### WHAT TO DO
Output, word for word, every line from the line with "Caption verification task — the provided caption states the hazy" through the final line of the data below.

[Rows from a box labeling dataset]
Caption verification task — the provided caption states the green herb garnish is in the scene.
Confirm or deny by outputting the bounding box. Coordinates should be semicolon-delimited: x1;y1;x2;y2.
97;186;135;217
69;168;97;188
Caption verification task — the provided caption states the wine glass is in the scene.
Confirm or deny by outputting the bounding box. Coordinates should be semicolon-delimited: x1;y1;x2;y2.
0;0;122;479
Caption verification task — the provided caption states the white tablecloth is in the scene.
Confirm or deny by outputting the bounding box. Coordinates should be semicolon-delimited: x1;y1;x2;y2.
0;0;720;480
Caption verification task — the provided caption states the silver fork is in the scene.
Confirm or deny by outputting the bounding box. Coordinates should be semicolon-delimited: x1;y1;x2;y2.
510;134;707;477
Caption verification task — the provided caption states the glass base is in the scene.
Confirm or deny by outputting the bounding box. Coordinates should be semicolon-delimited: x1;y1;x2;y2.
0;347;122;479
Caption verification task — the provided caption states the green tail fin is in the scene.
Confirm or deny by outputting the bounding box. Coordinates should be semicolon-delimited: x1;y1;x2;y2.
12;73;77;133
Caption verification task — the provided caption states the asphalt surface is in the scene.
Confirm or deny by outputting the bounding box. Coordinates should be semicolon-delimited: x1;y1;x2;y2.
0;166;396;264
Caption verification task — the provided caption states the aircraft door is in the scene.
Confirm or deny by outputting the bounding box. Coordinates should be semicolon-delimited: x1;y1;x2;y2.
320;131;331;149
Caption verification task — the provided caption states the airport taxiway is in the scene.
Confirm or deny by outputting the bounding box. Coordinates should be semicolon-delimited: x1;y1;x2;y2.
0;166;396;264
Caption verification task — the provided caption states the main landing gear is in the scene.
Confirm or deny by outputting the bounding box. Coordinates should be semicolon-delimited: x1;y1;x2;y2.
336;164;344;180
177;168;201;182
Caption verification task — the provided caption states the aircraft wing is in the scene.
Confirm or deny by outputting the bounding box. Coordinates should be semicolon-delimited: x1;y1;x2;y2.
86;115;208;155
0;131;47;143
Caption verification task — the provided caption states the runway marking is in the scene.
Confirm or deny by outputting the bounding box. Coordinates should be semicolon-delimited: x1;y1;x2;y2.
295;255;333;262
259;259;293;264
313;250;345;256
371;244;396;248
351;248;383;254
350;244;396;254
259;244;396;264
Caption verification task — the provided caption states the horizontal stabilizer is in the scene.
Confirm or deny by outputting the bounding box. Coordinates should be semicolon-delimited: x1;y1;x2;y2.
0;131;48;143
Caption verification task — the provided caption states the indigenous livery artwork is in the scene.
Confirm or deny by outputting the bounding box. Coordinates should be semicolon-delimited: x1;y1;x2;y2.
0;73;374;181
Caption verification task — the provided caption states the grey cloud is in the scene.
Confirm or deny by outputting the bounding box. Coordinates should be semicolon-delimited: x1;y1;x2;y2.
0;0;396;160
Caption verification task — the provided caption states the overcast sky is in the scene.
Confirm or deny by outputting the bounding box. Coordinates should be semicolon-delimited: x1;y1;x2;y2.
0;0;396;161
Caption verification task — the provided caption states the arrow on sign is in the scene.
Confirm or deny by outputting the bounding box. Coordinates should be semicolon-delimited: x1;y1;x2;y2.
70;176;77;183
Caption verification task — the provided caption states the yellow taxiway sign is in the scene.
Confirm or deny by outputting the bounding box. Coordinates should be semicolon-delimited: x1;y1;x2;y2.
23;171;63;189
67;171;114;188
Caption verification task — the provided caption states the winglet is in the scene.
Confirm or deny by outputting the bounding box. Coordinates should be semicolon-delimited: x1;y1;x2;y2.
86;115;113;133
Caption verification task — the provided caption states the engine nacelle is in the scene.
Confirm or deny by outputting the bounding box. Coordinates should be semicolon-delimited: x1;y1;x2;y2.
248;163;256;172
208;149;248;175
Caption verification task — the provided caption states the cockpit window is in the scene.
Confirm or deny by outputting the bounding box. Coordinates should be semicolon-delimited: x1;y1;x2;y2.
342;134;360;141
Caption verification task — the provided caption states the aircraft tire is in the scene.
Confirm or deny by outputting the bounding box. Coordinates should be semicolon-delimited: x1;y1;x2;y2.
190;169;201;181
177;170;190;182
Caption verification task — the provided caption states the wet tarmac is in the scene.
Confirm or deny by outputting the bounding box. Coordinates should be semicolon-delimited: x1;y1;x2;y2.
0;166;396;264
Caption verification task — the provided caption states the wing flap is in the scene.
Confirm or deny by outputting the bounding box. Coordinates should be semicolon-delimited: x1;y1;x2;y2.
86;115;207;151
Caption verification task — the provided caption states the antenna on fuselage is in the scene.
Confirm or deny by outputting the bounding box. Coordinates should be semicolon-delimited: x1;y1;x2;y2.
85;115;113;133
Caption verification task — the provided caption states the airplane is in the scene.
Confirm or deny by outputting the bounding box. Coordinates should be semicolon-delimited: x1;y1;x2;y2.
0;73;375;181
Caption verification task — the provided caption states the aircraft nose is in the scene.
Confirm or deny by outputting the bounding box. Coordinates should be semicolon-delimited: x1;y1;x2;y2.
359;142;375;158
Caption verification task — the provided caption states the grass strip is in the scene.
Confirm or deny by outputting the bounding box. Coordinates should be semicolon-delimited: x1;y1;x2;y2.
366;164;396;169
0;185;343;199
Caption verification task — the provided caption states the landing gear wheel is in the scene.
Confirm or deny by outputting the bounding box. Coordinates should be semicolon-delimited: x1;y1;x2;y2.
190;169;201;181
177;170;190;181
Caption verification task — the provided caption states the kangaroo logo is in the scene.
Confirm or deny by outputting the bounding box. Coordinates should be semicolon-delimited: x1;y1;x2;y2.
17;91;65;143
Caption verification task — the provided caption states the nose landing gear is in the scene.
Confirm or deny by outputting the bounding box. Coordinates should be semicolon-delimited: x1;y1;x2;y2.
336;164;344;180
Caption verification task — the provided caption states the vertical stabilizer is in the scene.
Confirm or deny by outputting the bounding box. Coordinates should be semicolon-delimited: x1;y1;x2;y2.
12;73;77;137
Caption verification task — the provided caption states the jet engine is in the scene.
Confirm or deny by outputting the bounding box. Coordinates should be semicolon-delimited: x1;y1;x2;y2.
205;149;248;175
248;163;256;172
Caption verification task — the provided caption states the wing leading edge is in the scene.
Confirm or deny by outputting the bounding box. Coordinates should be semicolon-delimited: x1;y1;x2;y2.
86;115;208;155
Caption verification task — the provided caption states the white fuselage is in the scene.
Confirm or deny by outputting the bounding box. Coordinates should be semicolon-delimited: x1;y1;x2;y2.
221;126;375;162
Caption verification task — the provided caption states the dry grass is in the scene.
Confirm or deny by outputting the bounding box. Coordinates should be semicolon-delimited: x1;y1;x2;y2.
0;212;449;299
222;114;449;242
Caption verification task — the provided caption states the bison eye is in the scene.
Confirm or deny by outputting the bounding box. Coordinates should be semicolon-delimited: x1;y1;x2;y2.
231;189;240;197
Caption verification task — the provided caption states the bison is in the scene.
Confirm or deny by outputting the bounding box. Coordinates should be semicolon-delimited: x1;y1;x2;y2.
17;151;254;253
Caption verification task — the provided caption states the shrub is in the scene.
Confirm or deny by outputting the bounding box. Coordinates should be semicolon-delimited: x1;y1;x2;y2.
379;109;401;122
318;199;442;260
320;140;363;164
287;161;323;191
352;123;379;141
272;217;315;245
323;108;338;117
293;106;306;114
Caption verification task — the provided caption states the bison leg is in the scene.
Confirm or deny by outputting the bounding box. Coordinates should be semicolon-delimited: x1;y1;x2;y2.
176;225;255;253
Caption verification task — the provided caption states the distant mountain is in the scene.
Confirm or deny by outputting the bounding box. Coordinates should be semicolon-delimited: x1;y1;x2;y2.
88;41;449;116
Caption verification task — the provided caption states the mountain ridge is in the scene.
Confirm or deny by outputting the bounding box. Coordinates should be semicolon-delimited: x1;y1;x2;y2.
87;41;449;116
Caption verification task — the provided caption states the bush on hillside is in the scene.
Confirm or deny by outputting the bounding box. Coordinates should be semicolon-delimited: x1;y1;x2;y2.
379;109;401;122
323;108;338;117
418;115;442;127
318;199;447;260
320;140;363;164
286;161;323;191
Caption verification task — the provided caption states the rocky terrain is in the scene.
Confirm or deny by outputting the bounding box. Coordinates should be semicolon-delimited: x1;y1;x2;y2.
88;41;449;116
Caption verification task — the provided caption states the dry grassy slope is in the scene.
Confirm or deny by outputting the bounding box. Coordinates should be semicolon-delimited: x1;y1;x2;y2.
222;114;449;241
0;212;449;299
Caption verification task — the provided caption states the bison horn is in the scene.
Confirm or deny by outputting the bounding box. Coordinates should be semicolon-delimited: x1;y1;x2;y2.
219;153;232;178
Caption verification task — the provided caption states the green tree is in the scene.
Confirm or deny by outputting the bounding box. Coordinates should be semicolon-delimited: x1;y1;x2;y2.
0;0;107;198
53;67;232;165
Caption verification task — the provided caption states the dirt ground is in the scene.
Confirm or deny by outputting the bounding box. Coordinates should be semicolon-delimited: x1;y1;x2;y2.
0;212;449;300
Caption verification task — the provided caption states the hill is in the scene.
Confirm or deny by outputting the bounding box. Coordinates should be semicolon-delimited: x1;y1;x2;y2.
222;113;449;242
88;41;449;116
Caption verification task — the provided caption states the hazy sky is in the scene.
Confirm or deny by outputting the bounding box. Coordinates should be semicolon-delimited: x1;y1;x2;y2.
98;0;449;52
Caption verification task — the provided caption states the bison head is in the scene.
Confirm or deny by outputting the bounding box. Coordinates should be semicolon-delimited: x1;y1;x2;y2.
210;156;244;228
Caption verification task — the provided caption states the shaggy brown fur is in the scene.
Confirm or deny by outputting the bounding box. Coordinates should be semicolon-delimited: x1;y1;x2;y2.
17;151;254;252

### CORRECT RESPONSE
Caption verification task — the provided caption states the hazy sky is in the scene.
Confirm or deny by outputting the bounding box. Coordinates should be semicolon-delimited: x1;y1;x2;y2.
98;0;449;52
Caption verification task — the provided caption states the bison head is in the scene.
Confirm or deny by outputting the bounding box. Coordinates should be semicolon-delimited: x1;y1;x2;y2.
210;156;244;228
Caption verification task — the provided caption states the shaggy brown fur is in the scene.
Confirm or deny by outputting the bounding box. Coordinates should be semicolon-delimited: x1;y1;x2;y2.
17;151;254;252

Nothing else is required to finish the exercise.